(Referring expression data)

------------------------------------

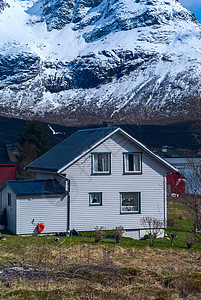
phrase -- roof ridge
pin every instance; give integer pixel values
(101, 128)
(33, 180)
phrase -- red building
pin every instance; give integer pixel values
(175, 184)
(8, 169)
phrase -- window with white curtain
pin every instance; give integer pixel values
(132, 163)
(101, 163)
(130, 202)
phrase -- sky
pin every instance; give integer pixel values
(194, 6)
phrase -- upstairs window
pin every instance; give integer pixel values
(9, 199)
(132, 163)
(101, 163)
(95, 198)
(130, 202)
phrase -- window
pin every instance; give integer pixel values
(130, 202)
(95, 198)
(101, 163)
(132, 163)
(9, 199)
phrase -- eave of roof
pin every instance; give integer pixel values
(142, 146)
(35, 187)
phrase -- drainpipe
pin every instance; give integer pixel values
(67, 188)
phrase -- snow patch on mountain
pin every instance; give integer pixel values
(123, 58)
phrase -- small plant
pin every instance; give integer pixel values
(153, 227)
(118, 232)
(99, 233)
(170, 224)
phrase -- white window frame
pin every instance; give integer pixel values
(138, 211)
(139, 154)
(9, 199)
(91, 195)
(108, 172)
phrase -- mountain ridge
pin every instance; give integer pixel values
(127, 60)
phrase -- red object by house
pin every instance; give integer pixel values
(175, 184)
(8, 169)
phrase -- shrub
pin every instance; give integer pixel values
(118, 232)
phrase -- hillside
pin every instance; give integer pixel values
(177, 135)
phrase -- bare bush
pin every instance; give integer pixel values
(118, 233)
(99, 233)
(153, 227)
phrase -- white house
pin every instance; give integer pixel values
(100, 177)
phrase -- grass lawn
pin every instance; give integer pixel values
(38, 267)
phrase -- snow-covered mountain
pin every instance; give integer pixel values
(78, 61)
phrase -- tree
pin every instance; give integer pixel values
(192, 197)
(33, 142)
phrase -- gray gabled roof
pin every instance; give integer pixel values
(35, 187)
(69, 149)
(78, 144)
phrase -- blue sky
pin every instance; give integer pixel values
(194, 6)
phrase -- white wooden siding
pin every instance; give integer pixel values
(10, 210)
(150, 184)
(52, 211)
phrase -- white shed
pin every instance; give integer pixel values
(29, 203)
(112, 179)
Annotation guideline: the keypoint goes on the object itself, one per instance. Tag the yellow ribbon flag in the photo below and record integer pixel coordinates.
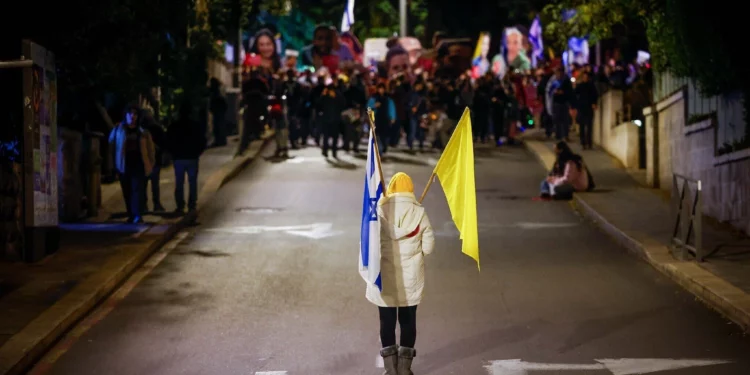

------------------------------------

### WORK INSTRUCTION
When copying the data above, repeat every word exactly and drop the pictures.

### REPLY
phrase -- roof ridge
pin every instance; give integer pixel values
(101, 128)
(33, 180)
phrase -- red building
pin every instance; give integer pixel values
(175, 184)
(8, 169)
phrase -- window with white curtain
pin every instance; give integer pixel values
(132, 163)
(101, 163)
(130, 202)
phrase -- sky
pin every instance; give integer pixel values
(194, 6)
phrase -- upstairs window
pin every instance; give integer pixel values
(9, 199)
(132, 163)
(101, 163)
(95, 198)
(130, 202)
phrase -- window
pin every instance; give integer pixel values
(130, 202)
(95, 198)
(101, 163)
(132, 163)
(9, 199)
phrase -- eave of roof
pin every instance; give integer pixel values
(142, 146)
(35, 187)
phrase -- drainpipe
pin every instance; give integer pixel values
(67, 188)
phrase -- snow patch on mountain
pin every instance; give integer pixel values
(123, 58)
phrase -- small plant
pin every instance; give integer pixel values
(153, 227)
(118, 232)
(99, 233)
(170, 224)
phrase -- white window frame
pin every instance; give integer pixel values
(138, 211)
(139, 154)
(9, 199)
(91, 195)
(108, 172)
phrase -- mountain ridge
pin every instance; give integer pixel values
(127, 60)
phrase -- red object by house
pin every instance; give integer pixel values
(175, 184)
(8, 169)
phrase -- shrub
pin every instance; give integer pixel values
(118, 232)
phrase -- hillside
pin every instance; give integer pixel values
(177, 135)
phrase -- bare bush
pin every instance; give integer pixel values
(118, 233)
(99, 233)
(153, 227)
phrase -- white house
pin every instance; give integer pixel values
(100, 177)
phrase -- grass lawn
pin every instance; give integer pixel values
(38, 267)
phrase -- snow-covered mountain
pin every instance; give integer pixel values
(78, 61)
phrase -- tree
pin every instance; give integer pixel values
(192, 197)
(33, 142)
phrase -- gray gabled roof
pin every instance; give integer pixel values
(35, 187)
(69, 149)
(78, 144)
phrase -- blue sky
pin every instance; give integer pixel values
(194, 6)
phrase -- white wooden siding
pin every instance; give integer pixel values
(10, 210)
(150, 184)
(52, 211)
phrase -- white shed
pin every instance; give integer pixel values
(29, 203)
(112, 179)
Annotation guideline: the keypoint goes on the object itself, one per instance. Tag the yellow ribbon flag in the photo below and record integer pixel coordinates.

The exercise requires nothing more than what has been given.